Copy out the entire abstract on acute hypoxia and the striatal nitric oxide synthase pathway, word for word and without changes.

[STUDY TEXT]

Acute hypoxia-induced depletion of striatal nitric oxide synthase pathway.

Hypoxia-induced alteration of nitric oxide (NO) production may lead to brain disease, especially in the areas most sensitive to oxygen deficiency, such as the striatum. To date, the behaviour of the striatal NO pathway under hypoxia/reoxygenation remains unknown and its elucidation constitutes the aim of this work. Wistar rats were submitted to hypoxia (20min) and analyzed after 0h, 24h, and 5 days of reoxygenation. Expression, activity, and location of the NO synthase (NOS) isoforms (neuronal, endothelial, and inducible) as well as nitrated protein expression were analyzed in the rat striatum. NO levels were indirectly quantified as nitrates and nitrites (NO(x)), which act as NO-generating molecules. NOS isoform mRNA levels remained unaltered in hypoxic groups vs. normoxic control. However, quantification of immunoreaction showed a significant decrease in eNOS and nNOS after hypoxia. While in situ NOS activity and NO(x) levels fell, levels of nitrotyrosine-modified proteins rose throughout the reoxygenation period. Our data revealed the great complexity of the NO pathway, showing that both acute hypoxia and the successive recovery period down-regulated the NOS system in the rat striatum. However, under hypoxia/reoxygenation NO may be produced in a NOS-independent way from the NO-storage molecules, compensating for the hypoxia-reduced NOS activity.

[/STUDY TEXT]
[SUPPLIED MATERIAL]

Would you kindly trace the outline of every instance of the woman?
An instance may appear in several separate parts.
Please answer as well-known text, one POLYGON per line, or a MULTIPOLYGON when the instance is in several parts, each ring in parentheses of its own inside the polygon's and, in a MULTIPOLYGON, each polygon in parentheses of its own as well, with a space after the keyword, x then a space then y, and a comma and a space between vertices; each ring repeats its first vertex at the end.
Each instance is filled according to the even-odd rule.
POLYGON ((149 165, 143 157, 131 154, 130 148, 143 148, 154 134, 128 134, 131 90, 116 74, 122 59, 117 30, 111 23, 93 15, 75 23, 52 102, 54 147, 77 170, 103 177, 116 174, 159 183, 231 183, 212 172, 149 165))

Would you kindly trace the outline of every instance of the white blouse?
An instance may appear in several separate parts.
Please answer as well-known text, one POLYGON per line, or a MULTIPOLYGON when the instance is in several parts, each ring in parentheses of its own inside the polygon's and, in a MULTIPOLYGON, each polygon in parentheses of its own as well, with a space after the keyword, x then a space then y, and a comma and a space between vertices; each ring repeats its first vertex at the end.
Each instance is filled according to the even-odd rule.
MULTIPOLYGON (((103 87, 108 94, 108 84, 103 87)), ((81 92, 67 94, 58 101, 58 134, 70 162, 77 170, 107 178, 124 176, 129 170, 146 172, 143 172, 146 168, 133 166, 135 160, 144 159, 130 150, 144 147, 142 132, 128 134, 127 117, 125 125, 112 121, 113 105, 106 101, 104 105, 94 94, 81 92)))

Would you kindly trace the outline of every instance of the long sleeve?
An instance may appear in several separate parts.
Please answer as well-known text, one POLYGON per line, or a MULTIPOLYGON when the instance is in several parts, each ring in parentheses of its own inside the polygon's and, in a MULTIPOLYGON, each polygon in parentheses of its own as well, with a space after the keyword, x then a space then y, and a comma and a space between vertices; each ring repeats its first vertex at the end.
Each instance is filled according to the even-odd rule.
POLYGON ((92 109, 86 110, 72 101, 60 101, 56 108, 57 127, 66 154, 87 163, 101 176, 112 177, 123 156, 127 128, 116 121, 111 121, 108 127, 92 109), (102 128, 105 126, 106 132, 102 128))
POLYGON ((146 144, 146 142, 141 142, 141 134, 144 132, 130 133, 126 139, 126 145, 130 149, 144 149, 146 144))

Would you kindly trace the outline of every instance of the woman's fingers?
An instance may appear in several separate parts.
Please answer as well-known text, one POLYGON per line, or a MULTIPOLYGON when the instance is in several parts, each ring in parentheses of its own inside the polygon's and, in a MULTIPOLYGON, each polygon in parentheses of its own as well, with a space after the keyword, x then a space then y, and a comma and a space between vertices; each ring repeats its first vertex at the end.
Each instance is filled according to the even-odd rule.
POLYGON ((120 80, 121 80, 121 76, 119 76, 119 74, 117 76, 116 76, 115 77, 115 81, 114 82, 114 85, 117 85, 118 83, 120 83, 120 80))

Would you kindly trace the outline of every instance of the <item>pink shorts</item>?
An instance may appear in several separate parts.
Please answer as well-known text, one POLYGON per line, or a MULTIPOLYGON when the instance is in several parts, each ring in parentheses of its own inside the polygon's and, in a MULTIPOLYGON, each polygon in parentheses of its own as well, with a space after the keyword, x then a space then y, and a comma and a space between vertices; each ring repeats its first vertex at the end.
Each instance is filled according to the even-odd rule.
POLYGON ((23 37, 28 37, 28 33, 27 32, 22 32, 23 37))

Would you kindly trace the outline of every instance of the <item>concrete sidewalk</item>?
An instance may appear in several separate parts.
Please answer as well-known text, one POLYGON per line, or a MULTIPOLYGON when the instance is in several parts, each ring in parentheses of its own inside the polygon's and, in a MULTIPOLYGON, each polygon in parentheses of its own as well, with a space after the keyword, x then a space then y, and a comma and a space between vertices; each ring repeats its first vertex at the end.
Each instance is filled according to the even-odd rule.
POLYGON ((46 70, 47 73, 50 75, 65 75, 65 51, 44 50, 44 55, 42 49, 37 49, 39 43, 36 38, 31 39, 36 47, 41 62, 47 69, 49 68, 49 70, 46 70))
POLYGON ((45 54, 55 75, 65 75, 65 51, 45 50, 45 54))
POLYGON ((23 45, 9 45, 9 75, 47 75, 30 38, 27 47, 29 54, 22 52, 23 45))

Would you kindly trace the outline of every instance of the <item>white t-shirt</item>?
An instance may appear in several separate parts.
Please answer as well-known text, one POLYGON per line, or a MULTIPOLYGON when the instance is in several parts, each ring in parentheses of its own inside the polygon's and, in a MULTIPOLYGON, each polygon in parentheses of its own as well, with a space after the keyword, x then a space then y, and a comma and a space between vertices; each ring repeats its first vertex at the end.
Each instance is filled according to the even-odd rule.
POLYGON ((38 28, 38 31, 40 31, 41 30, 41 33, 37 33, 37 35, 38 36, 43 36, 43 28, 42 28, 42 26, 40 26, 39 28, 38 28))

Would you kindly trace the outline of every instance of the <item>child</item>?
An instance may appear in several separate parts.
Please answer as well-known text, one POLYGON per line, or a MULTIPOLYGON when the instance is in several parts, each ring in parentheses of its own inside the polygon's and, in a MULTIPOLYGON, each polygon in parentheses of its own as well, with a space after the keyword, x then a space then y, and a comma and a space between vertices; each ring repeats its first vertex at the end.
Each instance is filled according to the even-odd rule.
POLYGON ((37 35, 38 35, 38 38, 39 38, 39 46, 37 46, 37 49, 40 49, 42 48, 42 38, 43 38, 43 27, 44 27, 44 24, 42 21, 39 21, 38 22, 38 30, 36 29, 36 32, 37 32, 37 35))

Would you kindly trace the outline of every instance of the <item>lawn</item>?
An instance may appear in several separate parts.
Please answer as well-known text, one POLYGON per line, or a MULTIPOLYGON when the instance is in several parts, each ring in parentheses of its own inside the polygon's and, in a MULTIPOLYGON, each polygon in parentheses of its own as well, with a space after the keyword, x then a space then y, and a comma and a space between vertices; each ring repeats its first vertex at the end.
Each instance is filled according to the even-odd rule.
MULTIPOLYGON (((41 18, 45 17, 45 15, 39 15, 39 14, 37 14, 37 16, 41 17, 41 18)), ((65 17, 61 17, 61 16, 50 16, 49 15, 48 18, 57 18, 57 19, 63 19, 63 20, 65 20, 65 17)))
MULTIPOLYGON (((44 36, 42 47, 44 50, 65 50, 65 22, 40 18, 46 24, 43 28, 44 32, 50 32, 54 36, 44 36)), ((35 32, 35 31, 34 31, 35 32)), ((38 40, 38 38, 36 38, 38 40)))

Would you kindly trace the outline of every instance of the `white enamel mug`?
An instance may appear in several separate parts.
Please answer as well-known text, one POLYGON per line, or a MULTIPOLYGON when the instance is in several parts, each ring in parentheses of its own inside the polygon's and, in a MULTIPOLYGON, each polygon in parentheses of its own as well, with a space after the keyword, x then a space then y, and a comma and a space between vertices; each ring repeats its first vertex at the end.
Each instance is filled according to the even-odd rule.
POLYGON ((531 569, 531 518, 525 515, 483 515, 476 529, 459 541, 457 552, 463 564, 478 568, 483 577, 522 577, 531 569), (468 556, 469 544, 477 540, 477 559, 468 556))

[/SUPPLIED MATERIAL]

- **THE COMPLETED TASK**:
Acute hypoxia-induced depletion of striatal nitric oxide synthase pathway.

Hypoxia-induced alteration of nitric oxide (NO) production may lead to brain disease, especially in the areas most sensitive to oxygen deficiency, such as the striatum. To date, the behaviour of the striatal NO pathway under hypoxia/reoxygenation remains unknown and its elucidation constitutes the aim of this work. Wistar rats were submitted to hypoxia (20min) and analyzed after 0h, 24h, and 5 days of reoxygenation. Expression, activity, and location of the NO synthase (NOS) isoforms (neuronal, endothelial, and inducible) as well as nitrated protein expression were analyzed in the rat striatum. NO levels were indirectly quantified as nitrates and nitrites (NO(x)), which act as NO-generating molecules. NOS isoform mRNA levels remained unaltered in hypoxic groups vs. normoxic control. However, quantification of immunoreaction showed a significant decrease in eNOS and nNOS after hypoxia. While in situ NOS activity and NO(x) levels fell, levels of nitrotyrosine-modified proteins rose throughout the reoxygenation period. Our data revealed the great complexity of the NO pathway, showing that both acute hypoxia and the successive recovery period down-regulated the NOS system in the rat striatum. However, under hypoxia/reoxygenation NO may be produced in a NOS-independent way from the NO-storage molecules, compensating for the hypoxia-reduced NOS activity.